Dataset records
"""
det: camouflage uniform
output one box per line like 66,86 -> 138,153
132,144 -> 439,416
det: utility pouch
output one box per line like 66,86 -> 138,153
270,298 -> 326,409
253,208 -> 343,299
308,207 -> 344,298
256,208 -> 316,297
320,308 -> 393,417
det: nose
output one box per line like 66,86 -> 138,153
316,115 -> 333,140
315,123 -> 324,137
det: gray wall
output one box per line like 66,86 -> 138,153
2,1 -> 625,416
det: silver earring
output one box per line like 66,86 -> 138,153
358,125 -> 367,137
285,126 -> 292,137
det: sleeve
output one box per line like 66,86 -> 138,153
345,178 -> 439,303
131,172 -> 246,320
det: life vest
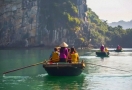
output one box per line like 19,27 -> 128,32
70,53 -> 79,63
51,52 -> 59,62
105,47 -> 108,52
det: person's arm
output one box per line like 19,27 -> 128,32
65,49 -> 68,61
65,49 -> 68,57
77,53 -> 79,62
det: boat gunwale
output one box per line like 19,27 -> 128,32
43,62 -> 84,68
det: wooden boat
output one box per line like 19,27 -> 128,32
96,51 -> 109,57
43,61 -> 85,76
114,49 -> 123,52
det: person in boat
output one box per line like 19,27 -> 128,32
67,48 -> 71,63
70,47 -> 79,63
49,47 -> 60,63
105,47 -> 109,52
117,45 -> 122,50
59,42 -> 68,62
100,44 -> 105,52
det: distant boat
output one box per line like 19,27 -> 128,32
96,51 -> 109,57
114,49 -> 123,52
43,61 -> 85,76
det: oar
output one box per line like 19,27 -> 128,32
3,61 -> 46,74
86,62 -> 131,73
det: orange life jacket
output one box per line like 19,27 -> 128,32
51,52 -> 59,62
70,53 -> 79,63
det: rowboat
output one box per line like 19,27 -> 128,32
114,49 -> 123,52
43,60 -> 85,76
96,51 -> 109,57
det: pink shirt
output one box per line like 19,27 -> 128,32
100,46 -> 104,52
59,48 -> 68,58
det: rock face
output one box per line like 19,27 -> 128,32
0,0 -> 88,47
0,0 -> 38,47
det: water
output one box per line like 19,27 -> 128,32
0,48 -> 132,90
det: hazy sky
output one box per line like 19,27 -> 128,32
86,0 -> 132,23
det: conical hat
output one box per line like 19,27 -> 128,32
60,42 -> 68,47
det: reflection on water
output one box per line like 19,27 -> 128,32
1,74 -> 132,90
0,48 -> 132,90
1,74 -> 85,90
42,75 -> 85,90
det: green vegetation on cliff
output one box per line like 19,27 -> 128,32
86,8 -> 132,47
0,0 -> 132,48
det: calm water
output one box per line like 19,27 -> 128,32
0,48 -> 132,90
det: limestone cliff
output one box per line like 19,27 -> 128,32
0,0 -> 88,48
0,0 -> 38,47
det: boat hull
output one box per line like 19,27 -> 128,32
114,49 -> 123,52
43,63 -> 85,76
96,52 -> 109,57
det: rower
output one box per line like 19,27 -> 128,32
49,47 -> 60,63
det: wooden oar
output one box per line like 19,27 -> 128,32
86,62 -> 131,73
3,61 -> 45,74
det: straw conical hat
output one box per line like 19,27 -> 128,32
60,42 -> 68,47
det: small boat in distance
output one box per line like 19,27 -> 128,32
43,60 -> 85,76
115,45 -> 123,52
96,51 -> 109,57
96,44 -> 109,57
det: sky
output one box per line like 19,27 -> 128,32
86,0 -> 132,23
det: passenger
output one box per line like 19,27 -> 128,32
59,42 -> 68,62
57,47 -> 61,52
100,44 -> 105,52
105,47 -> 108,52
117,45 -> 121,50
70,47 -> 79,63
49,47 -> 60,63
67,48 -> 71,63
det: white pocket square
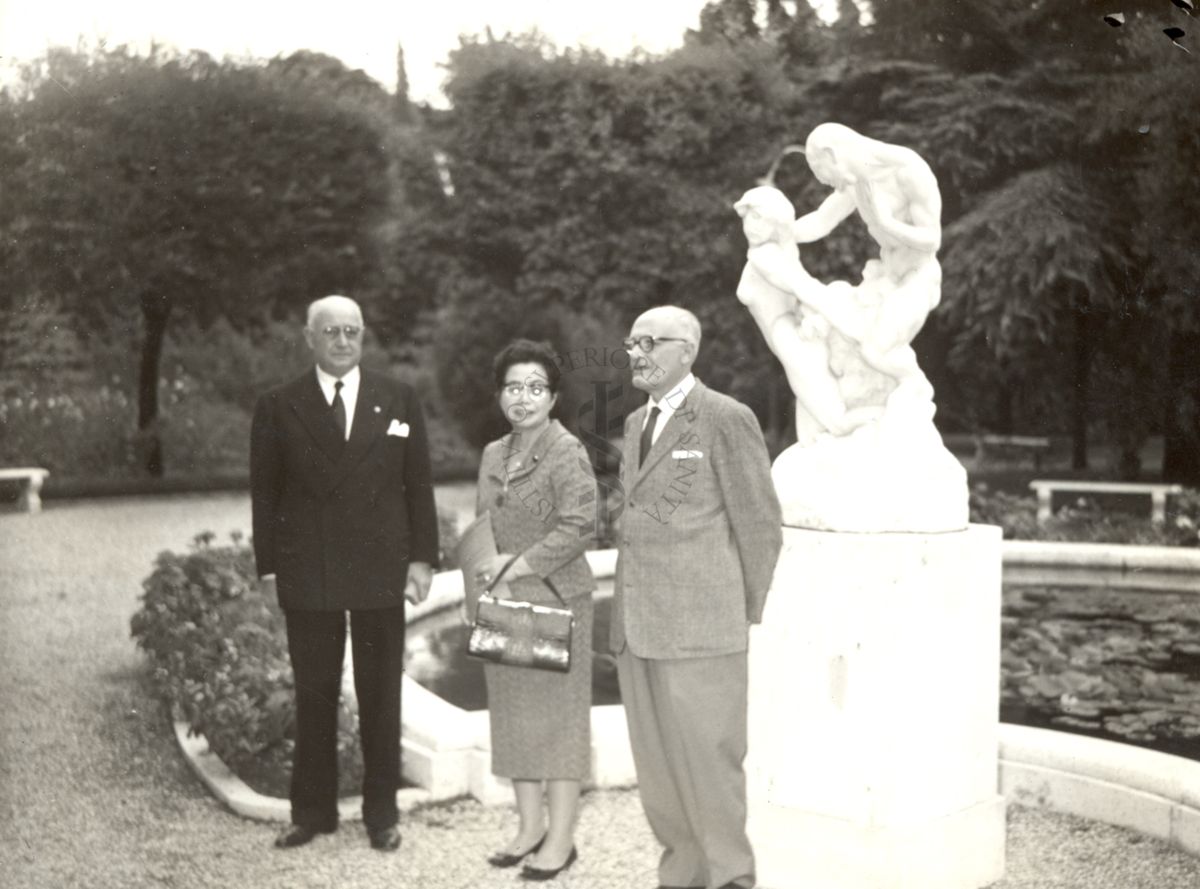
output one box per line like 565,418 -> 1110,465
387,420 -> 410,438
672,449 -> 702,459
"""
● Exercise aim
Transcribe each entry above without alteration, but keep the pictures out.

● Response area
det: camouflage uniform
output one box per line like 66,86 -> 138,153
132,144 -> 439,416
det: utility pouch
output one box per line like 66,86 -> 138,153
270,298 -> 326,409
253,208 -> 343,299
308,207 -> 344,298
256,208 -> 316,297
320,308 -> 393,417
det: nose
output one box per line like 66,86 -> 138,153
316,115 -> 333,140
315,123 -> 324,137
det: gray wall
output one box per line like 66,86 -> 138,153
2,1 -> 625,416
det: silver earring
output one box per line like 66,86 -> 138,153
358,125 -> 367,137
285,126 -> 292,137
det: sleeve
output one box per line like 66,86 -> 138,153
345,178 -> 439,303
131,172 -> 246,320
det: life vest
output one box per line like 19,27 -> 128,32
70,53 -> 79,63
51,52 -> 59,62
105,47 -> 108,52
det: person's arm
output one box per line like 19,27 -> 128,32
65,49 -> 68,61
65,49 -> 68,57
77,53 -> 79,62
det: boat gunwale
output one box per line like 19,27 -> 128,32
43,62 -> 84,68
det: wooden boat
output one box per line like 19,27 -> 128,32
96,51 -> 109,57
43,61 -> 85,76
114,49 -> 123,52
det: person in boat
output one box per line like 19,27 -> 128,32
67,48 -> 71,63
70,47 -> 79,63
49,47 -> 60,63
105,47 -> 109,52
117,45 -> 122,50
59,42 -> 68,62
100,44 -> 105,52
det: distant boat
output one box per line like 19,27 -> 128,32
96,51 -> 109,57
114,49 -> 123,52
43,61 -> 85,76
det: oar
output one box per line like 19,27 -> 128,32
3,61 -> 46,74
86,62 -> 131,73
det: orange life jacket
output one box per line like 19,27 -> 128,32
51,52 -> 59,62
70,53 -> 79,63
det: rowboat
output one box per line like 19,27 -> 128,32
114,49 -> 123,52
43,60 -> 85,76
96,51 -> 109,57
det: pink shirt
output one box per line like 19,27 -> 128,32
100,46 -> 104,52
59,48 -> 68,58
det: rock face
output one box per line like 19,27 -> 128,32
0,0 -> 88,47
0,0 -> 38,47
det: water
output one box per line like 19,27 -> 128,32
0,48 -> 132,90
det: hazy sky
output one box per line like 19,27 -> 128,32
86,0 -> 132,23
det: conical hat
output one box per line like 19,27 -> 128,32
60,42 -> 68,47
det: reflection on water
output one box per line like 19,27 -> 128,32
1,74 -> 132,90
0,48 -> 132,90
1,74 -> 85,90
42,75 -> 85,90
det: green vegetation on cliff
output one box per line like 19,27 -> 128,32
86,8 -> 132,47
0,0 -> 132,48
det: calm water
output one box per line like 19,27 -> 128,32
0,48 -> 132,90
det: limestone cliff
output one box per line like 19,27 -> 128,32
0,0 -> 88,48
0,0 -> 38,47
det: boat hull
output one box per line like 19,27 -> 128,32
114,49 -> 123,52
43,63 -> 85,76
96,52 -> 109,57
det: rower
output one box per line like 19,27 -> 128,32
49,47 -> 60,63
det: wooden oar
output one box per line like 19,27 -> 128,32
86,62 -> 131,73
3,61 -> 45,74
det: straw conical hat
output one box per line like 19,27 -> 128,32
60,42 -> 68,47
det: small boat in distance
output one box per line like 19,27 -> 128,32
43,60 -> 85,76
115,45 -> 123,52
96,51 -> 109,57
96,44 -> 109,57
det: sky
output one box per line like 19,27 -> 128,32
86,0 -> 132,23
det: passenger
output one box per line like 19,27 -> 128,32
59,42 -> 68,62
57,47 -> 61,52
100,44 -> 105,52
105,47 -> 108,52
117,45 -> 121,50
70,47 -> 79,63
49,47 -> 60,63
67,48 -> 71,63
det: white pocket square
output one box per line like 565,418 -> 1110,465
387,420 -> 410,438
672,449 -> 702,459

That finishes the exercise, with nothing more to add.